Starting with the line that holds "For each instance of the white truck", copy out each remaining line of the listing below, up to and including the last one, and include nothing else.

> **DATASET EXTRACT**:
:::::

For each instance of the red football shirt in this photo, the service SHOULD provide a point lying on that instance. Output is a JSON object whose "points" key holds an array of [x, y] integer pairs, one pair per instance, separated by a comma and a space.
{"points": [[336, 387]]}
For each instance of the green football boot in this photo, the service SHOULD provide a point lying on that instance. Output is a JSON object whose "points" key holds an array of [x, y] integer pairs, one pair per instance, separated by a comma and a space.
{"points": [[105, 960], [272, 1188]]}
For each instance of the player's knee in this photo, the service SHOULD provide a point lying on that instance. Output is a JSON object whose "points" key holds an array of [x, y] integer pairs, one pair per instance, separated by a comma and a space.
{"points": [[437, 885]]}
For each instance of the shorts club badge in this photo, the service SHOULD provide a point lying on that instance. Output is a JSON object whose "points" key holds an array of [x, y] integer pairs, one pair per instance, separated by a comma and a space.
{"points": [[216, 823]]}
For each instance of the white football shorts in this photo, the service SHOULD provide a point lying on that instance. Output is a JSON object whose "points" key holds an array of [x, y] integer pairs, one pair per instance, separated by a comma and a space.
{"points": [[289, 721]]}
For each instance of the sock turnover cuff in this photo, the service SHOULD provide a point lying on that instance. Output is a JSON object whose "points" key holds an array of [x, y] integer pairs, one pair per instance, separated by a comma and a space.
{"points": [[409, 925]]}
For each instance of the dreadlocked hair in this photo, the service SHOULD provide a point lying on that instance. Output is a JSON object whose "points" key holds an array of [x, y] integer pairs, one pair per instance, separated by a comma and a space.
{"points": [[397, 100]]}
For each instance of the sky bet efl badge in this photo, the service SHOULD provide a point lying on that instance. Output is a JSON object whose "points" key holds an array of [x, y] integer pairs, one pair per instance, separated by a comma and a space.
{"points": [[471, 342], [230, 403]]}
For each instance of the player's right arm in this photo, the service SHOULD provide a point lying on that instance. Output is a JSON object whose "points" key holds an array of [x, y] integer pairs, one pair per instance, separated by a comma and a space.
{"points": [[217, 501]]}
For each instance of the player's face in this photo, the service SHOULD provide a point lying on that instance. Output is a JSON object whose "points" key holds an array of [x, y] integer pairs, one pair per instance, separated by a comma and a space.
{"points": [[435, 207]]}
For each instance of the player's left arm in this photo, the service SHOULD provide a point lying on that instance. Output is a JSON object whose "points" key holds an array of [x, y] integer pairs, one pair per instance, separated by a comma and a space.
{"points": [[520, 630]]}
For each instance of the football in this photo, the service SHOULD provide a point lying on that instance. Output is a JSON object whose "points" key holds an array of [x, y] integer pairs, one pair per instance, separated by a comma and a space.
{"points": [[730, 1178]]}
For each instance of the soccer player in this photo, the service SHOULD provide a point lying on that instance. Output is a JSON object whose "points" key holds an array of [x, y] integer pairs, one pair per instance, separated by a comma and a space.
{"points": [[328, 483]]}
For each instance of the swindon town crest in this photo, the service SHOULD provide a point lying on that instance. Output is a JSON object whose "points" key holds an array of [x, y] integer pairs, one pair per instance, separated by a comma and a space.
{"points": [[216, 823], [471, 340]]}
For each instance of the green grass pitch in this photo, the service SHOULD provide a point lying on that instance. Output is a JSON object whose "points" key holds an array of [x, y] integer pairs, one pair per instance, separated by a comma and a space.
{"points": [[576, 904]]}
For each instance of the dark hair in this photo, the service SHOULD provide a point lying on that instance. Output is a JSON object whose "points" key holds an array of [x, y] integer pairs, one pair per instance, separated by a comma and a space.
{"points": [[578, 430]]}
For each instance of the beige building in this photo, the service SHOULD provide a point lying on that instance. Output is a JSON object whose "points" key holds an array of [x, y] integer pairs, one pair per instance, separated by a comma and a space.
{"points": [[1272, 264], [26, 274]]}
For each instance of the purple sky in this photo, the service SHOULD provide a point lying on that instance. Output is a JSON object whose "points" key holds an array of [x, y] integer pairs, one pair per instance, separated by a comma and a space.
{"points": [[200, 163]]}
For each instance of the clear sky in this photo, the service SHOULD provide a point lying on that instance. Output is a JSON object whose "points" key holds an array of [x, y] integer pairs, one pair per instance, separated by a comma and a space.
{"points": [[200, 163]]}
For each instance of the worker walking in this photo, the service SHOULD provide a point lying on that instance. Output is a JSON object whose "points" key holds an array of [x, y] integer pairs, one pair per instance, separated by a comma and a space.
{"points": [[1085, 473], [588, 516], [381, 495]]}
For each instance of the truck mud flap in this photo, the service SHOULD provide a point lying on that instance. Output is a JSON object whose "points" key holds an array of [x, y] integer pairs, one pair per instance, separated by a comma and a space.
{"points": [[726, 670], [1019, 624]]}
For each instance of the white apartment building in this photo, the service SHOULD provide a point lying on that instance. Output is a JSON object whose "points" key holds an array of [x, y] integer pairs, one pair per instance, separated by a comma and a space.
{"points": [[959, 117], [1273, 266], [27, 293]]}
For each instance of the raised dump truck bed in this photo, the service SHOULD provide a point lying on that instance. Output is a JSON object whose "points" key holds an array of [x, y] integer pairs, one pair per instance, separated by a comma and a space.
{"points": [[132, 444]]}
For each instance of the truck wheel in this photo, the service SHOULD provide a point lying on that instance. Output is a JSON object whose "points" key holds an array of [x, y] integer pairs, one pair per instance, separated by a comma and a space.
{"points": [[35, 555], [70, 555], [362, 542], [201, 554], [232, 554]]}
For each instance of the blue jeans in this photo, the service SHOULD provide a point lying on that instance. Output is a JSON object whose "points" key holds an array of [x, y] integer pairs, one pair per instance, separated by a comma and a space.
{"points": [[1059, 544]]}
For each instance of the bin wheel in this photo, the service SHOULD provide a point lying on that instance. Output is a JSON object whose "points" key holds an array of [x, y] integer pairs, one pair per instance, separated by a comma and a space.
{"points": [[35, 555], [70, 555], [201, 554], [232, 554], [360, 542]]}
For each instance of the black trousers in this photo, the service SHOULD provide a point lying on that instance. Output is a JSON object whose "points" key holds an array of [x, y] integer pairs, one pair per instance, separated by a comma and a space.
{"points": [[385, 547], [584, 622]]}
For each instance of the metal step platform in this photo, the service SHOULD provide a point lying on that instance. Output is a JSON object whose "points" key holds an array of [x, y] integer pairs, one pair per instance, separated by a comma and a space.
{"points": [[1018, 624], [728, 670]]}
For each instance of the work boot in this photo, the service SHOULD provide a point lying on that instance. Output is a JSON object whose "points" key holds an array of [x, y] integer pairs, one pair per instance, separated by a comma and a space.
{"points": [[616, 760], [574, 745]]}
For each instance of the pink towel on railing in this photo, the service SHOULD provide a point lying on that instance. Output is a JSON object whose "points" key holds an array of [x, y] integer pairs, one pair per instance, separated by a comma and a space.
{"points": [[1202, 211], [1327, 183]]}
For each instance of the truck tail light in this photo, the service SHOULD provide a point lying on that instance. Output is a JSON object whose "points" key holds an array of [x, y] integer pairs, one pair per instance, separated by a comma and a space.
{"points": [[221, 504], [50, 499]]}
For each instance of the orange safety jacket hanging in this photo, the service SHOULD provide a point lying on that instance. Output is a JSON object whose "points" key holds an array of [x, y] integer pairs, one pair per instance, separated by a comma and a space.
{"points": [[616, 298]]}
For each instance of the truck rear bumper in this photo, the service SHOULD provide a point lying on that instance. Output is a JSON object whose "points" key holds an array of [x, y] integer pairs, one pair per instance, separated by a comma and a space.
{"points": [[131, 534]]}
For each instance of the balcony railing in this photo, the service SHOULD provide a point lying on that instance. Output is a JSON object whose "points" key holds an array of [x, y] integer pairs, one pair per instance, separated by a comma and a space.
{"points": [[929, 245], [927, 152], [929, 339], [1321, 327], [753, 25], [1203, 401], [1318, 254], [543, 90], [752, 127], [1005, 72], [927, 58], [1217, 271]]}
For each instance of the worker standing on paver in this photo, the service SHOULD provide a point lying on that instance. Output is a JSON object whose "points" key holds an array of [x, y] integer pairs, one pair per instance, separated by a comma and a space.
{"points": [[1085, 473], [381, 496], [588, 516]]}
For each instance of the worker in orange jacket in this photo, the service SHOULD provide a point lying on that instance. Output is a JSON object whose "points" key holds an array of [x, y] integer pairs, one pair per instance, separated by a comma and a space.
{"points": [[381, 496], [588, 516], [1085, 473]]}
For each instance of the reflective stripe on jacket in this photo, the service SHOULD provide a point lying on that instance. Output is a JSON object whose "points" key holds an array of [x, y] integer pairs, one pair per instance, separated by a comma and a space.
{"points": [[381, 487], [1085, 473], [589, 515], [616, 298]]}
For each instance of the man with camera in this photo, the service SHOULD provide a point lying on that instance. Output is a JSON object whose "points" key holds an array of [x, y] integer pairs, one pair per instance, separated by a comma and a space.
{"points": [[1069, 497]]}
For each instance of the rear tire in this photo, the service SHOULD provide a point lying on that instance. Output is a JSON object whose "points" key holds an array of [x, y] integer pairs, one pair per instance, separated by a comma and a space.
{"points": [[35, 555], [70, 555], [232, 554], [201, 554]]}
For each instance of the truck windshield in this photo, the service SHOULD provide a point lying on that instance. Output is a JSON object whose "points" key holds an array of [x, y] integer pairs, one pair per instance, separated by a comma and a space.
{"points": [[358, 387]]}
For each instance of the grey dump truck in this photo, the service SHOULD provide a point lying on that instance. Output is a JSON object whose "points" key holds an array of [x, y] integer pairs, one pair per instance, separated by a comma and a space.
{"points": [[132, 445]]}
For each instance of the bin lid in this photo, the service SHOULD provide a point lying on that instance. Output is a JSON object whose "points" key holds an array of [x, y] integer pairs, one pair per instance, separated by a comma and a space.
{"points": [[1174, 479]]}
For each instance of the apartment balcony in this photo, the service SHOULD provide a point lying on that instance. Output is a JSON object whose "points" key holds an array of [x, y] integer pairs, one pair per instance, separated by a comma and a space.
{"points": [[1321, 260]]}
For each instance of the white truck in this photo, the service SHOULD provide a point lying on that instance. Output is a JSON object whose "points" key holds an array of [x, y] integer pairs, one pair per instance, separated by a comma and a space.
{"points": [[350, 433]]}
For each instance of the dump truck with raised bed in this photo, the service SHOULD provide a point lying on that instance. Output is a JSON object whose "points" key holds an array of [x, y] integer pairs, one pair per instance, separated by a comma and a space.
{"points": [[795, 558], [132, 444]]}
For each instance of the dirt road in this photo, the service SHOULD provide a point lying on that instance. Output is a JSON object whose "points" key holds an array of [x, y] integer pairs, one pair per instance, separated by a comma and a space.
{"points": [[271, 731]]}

:::::

> **RESPONSE**:
For each instance of the white truck in this photo, the service SHOULD provide a point lying on that instance. Output is a JSON object whose "points" key holds an array of [x, y] integer pairs, one pair per instance, separated by a comma and a space.
{"points": [[350, 433]]}
For each instance of the dump truck with raised bed in this photo, the service SHOULD provide a point lying on that instance. Output is a JSON object whose "points" key holds an array of [x, y] integer pairs, one pair per instance, separated by a comma and a space.
{"points": [[795, 558], [132, 444]]}
For each instance of the dirt road in this photo, the service SHOULD provide a point lying on that instance. Output is a JSON object whose "points" key holds an array of [x, y] integer pairs, one pair per instance, separated by a comma and a space.
{"points": [[271, 731]]}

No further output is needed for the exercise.